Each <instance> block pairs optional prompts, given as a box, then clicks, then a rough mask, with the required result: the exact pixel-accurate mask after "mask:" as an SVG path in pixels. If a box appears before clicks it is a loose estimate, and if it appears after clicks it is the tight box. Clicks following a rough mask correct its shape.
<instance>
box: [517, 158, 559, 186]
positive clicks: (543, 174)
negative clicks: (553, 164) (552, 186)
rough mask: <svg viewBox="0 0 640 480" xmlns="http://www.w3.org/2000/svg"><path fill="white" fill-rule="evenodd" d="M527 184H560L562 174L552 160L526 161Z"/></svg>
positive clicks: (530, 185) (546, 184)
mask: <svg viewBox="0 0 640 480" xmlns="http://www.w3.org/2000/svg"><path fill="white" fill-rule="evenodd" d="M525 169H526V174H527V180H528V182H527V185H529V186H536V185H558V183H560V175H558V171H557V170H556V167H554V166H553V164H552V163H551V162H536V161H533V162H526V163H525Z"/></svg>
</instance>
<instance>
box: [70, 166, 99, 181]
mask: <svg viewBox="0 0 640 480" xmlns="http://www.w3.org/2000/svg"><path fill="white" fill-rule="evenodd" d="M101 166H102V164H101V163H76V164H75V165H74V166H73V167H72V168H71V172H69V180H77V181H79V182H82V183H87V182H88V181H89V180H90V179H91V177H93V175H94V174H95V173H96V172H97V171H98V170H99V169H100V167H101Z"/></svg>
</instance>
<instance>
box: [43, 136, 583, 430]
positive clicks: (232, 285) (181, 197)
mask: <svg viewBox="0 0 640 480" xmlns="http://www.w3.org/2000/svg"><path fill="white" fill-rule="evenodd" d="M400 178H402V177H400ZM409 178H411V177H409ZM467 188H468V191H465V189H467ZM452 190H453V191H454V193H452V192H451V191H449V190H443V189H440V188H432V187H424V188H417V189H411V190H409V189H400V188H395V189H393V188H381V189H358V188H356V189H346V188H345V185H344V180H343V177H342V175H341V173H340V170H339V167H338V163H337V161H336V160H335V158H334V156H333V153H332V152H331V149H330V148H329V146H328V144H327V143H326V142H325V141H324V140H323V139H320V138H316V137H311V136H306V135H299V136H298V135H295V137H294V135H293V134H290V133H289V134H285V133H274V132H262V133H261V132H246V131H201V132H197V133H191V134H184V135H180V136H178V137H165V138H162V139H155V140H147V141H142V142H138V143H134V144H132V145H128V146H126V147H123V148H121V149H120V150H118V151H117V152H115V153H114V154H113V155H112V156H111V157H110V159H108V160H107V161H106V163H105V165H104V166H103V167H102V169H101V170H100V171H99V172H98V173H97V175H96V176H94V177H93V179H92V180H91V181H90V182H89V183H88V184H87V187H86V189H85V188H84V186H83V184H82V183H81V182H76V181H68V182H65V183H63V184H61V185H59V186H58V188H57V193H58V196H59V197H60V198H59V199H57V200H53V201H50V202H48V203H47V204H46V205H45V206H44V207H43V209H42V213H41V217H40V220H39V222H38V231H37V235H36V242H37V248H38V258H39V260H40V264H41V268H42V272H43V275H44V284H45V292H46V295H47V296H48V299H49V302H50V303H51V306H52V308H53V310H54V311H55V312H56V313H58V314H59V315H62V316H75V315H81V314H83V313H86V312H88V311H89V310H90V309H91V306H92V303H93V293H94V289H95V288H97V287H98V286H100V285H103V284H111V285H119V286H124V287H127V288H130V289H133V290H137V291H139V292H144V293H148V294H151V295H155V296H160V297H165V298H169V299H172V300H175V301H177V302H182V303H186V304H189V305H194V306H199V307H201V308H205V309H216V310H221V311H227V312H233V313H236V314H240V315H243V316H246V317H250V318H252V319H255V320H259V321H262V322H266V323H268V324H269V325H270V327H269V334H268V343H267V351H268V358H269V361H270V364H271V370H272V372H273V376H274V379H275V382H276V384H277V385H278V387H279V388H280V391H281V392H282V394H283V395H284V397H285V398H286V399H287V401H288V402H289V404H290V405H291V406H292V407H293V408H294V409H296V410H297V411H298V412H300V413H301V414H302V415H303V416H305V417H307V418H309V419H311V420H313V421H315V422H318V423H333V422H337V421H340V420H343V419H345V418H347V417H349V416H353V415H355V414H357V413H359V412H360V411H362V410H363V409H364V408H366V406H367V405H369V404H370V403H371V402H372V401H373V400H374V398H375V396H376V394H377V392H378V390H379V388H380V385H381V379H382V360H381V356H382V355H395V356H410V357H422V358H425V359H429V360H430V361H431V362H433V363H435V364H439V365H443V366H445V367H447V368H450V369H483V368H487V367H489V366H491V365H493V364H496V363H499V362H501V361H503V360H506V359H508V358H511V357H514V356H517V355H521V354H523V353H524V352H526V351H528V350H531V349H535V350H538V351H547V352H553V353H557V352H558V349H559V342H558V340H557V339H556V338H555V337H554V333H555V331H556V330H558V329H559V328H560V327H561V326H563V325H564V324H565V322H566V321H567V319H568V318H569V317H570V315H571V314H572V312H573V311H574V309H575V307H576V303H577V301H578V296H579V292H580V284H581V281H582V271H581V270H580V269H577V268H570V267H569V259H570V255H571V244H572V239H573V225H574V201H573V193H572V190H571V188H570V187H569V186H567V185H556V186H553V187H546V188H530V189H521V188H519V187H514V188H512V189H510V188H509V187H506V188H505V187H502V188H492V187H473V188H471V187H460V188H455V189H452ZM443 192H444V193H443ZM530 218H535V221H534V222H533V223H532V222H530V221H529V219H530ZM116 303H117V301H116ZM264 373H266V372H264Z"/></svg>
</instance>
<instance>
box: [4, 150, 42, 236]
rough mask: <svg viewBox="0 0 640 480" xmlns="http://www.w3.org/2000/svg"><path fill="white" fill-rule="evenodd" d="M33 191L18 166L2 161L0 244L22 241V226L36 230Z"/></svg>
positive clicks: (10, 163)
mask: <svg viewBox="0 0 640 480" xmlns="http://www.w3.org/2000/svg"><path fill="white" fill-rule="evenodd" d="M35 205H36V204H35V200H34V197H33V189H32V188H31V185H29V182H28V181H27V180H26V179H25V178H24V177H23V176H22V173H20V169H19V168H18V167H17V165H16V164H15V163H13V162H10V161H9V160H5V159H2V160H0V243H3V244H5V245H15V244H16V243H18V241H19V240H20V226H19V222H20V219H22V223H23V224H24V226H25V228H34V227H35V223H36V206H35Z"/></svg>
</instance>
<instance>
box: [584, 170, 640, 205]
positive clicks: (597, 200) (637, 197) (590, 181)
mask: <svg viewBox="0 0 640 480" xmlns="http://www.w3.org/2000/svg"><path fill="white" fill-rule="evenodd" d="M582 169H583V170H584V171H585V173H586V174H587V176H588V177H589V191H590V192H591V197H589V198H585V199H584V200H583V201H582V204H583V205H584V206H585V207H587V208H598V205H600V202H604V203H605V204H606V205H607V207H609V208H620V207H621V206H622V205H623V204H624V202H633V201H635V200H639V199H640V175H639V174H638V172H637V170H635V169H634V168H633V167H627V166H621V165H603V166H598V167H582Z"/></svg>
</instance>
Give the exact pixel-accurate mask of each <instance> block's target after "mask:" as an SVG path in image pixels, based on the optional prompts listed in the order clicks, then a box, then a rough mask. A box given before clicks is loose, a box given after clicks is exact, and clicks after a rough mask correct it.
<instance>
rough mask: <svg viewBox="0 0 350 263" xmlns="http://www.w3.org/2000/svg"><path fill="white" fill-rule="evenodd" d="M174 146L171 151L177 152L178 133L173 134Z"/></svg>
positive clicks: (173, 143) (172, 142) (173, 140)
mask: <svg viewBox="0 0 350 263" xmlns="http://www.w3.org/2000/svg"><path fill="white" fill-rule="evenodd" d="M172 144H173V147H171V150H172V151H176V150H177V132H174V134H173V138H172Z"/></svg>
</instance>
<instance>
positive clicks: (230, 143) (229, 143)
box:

Activity ▸
Find each line in the listing above that contains the string "positive", and copy those lines. Matching is case-sensitive.

Solution for this exercise ▸
positive clicks: (543, 174)
positive clicks: (530, 185) (546, 184)
positive clicks: (232, 285) (181, 197)
positive clicks: (10, 163)
positive clicks: (597, 200) (637, 197) (590, 181)
positive clicks: (173, 143) (172, 142) (173, 140)
positive clicks: (230, 143) (229, 143)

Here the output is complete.